## Brief:
Reproduce the material below word for word, leaving out the pictures.

(Location identification entries)

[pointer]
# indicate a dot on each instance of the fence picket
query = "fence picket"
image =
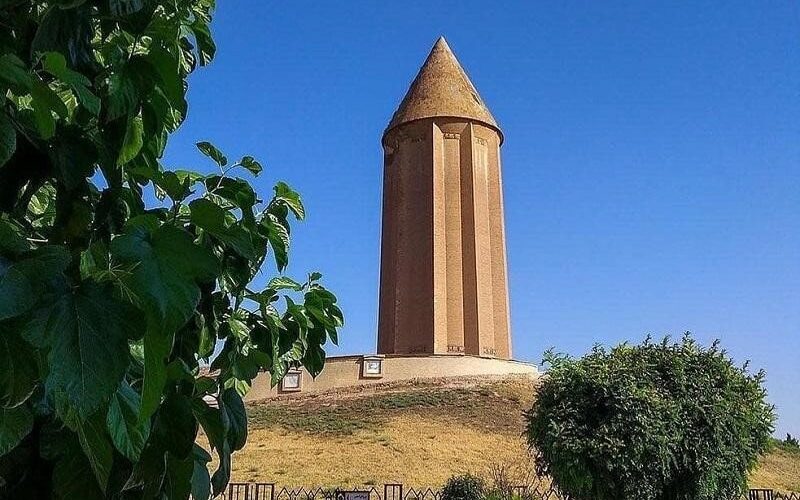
(397, 491)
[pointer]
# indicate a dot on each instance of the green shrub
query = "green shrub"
(656, 421)
(464, 487)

## Task output:
[pointer]
# indicate a dot on each instance of the fence picket
query = "fence picket"
image =
(397, 491)
[pointer]
# indicate a dot on each instance of the green shrub
query = "green shrub"
(656, 421)
(464, 487)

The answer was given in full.